Exercise material:
· · · ·
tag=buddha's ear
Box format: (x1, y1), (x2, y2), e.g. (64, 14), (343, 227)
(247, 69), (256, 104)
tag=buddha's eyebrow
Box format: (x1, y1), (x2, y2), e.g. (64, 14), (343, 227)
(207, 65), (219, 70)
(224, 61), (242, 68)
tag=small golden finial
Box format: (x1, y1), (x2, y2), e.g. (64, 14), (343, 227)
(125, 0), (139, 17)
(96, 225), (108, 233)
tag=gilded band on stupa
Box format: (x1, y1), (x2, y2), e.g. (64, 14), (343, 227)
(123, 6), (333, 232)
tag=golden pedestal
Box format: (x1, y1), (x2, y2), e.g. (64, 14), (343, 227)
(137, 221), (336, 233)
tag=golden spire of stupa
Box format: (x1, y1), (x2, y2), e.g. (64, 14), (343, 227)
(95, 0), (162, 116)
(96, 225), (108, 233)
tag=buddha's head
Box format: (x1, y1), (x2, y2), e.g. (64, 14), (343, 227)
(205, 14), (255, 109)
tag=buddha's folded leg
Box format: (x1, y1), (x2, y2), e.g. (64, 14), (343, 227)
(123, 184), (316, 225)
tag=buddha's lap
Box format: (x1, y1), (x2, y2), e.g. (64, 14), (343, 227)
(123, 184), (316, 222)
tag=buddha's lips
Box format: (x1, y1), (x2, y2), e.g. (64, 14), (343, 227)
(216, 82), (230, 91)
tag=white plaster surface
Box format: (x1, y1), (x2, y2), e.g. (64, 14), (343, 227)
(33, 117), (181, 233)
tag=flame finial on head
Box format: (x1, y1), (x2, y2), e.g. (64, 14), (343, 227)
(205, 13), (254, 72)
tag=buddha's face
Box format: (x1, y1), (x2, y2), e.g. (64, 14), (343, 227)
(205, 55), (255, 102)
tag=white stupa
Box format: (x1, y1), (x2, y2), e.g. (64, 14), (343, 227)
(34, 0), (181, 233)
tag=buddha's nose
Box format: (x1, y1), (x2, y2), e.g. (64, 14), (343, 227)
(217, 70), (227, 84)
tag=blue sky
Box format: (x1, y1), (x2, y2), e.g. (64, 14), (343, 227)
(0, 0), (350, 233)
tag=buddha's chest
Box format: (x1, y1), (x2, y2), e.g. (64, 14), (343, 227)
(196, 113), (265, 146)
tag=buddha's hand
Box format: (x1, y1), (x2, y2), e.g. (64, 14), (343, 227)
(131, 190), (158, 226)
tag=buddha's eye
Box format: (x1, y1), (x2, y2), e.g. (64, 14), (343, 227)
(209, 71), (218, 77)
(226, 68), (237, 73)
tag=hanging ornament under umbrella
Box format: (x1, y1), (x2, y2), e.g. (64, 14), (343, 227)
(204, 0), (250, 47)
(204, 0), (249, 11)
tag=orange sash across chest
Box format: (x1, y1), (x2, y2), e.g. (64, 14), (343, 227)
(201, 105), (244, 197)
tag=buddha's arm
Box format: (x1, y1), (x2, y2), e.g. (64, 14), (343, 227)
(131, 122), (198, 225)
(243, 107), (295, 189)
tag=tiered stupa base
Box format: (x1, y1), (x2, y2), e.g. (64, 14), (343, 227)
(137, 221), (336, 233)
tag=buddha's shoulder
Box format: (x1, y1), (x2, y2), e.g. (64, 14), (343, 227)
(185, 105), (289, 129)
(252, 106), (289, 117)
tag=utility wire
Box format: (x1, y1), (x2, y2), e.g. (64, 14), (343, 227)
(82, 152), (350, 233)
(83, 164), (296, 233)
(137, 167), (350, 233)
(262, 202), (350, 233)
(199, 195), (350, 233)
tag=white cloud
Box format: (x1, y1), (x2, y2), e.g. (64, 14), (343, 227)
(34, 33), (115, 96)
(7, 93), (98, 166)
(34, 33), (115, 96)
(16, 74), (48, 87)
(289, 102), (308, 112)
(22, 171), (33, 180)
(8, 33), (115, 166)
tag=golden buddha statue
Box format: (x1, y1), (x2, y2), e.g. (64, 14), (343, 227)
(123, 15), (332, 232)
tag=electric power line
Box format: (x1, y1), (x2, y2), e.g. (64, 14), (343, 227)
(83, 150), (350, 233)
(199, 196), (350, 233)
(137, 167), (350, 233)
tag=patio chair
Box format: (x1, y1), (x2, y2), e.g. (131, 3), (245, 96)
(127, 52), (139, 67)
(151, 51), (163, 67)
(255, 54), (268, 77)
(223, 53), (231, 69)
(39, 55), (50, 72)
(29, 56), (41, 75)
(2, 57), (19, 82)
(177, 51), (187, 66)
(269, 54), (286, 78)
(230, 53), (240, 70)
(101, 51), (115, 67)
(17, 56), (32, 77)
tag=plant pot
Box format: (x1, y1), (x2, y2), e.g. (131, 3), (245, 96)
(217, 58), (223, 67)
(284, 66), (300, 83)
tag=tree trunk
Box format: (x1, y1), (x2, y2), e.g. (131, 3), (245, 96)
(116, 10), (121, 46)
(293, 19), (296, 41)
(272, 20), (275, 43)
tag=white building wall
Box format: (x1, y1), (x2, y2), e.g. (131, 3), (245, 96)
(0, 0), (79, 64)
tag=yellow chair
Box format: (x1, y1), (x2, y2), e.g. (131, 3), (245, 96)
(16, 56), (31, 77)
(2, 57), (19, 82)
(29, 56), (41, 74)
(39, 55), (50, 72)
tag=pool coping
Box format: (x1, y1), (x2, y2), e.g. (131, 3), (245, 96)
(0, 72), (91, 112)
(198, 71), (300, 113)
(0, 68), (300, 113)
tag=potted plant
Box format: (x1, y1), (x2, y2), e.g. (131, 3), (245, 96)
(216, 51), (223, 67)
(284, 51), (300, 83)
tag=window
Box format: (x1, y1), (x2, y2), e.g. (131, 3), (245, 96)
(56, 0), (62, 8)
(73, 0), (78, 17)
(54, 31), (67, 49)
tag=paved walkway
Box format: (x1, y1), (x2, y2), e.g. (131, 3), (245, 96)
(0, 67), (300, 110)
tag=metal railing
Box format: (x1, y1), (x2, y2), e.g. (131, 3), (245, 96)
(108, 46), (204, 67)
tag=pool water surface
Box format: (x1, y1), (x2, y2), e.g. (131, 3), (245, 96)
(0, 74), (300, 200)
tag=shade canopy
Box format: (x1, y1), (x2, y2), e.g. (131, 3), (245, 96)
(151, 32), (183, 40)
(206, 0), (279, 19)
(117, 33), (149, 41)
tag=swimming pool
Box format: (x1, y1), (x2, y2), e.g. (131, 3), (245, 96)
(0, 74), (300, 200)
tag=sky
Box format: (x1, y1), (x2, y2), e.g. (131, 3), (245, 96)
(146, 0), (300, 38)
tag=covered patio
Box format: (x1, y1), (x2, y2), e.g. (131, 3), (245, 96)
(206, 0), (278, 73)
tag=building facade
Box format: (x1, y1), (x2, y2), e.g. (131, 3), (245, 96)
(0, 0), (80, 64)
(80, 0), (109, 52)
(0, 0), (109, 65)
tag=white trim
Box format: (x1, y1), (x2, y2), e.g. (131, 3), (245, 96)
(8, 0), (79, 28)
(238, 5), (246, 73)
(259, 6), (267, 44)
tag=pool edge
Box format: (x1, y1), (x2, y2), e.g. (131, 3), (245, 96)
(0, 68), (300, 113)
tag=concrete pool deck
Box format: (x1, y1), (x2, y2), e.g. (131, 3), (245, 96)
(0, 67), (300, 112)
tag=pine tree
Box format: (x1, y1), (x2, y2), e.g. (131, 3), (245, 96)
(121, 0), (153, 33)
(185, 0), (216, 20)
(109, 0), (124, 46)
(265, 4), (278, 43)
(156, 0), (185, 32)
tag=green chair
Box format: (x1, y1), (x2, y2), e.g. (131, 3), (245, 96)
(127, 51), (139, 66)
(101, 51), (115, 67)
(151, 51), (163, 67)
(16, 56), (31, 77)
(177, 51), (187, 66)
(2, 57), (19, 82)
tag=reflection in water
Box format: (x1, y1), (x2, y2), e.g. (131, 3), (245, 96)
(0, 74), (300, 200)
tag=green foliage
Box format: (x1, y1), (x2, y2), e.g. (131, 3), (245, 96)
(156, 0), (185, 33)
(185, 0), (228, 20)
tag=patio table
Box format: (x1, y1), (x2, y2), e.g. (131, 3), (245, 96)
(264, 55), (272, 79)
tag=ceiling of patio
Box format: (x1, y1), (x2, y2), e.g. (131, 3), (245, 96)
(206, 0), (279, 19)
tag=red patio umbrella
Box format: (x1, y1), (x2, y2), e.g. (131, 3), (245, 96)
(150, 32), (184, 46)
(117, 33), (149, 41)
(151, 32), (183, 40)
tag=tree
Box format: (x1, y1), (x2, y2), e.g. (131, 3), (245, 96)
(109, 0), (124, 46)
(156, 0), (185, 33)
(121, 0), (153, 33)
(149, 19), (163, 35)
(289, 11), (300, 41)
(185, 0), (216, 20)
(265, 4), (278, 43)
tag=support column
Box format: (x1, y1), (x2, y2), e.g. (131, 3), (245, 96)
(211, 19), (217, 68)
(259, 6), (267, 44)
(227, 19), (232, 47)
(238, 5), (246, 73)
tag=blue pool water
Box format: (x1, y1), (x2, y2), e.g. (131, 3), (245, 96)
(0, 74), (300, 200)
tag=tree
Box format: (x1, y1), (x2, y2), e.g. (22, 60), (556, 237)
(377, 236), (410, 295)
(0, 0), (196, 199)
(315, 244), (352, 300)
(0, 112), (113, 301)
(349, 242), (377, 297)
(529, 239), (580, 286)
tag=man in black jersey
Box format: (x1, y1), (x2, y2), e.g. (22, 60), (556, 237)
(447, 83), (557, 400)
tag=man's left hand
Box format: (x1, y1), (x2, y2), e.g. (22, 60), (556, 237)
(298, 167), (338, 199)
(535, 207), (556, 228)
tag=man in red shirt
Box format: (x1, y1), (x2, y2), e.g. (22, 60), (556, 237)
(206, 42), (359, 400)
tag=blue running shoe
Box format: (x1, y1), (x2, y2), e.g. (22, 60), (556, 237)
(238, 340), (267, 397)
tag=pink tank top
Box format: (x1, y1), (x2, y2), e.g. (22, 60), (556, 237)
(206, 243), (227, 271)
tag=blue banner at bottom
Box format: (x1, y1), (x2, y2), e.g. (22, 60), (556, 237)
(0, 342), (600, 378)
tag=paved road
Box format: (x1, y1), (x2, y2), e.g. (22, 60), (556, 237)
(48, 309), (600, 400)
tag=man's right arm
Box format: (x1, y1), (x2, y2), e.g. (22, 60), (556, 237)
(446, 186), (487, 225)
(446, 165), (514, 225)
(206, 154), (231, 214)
· · · ·
Exercise: Please arrange the records from the line with "tag=buddha's face" to the line with "(196, 113), (265, 146)", both included, as a Markdown table with the columns No. and Text. Number each line, skip blank lines, and give only those lines.

The completed task:
| No. | Text |
|---|---|
| 1 | tag=buddha's face |
| 2 | Box format: (x1, y1), (x2, y2), e.g. (64, 14), (343, 227) |
| 3 | (205, 55), (255, 102) |
| 4 | tag=white stupa |
| 5 | Box format: (x1, y1), (x2, y2), e.g. (64, 14), (343, 227) |
| 6 | (34, 0), (181, 233) |
| 7 | tag=buddha's nose |
| 8 | Box format: (x1, y1), (x2, y2), e.g. (64, 14), (343, 227) |
| 9 | (217, 70), (227, 84) |
| 10 | tag=blue sky |
| 11 | Box format: (x1, y1), (x2, y2), e.g. (64, 14), (343, 227) |
| 12 | (0, 0), (350, 233) |
| 13 | tag=buddha's chest |
| 14 | Box format: (x1, y1), (x2, y2), e.g. (64, 14), (343, 227) |
| 15 | (196, 113), (265, 146) |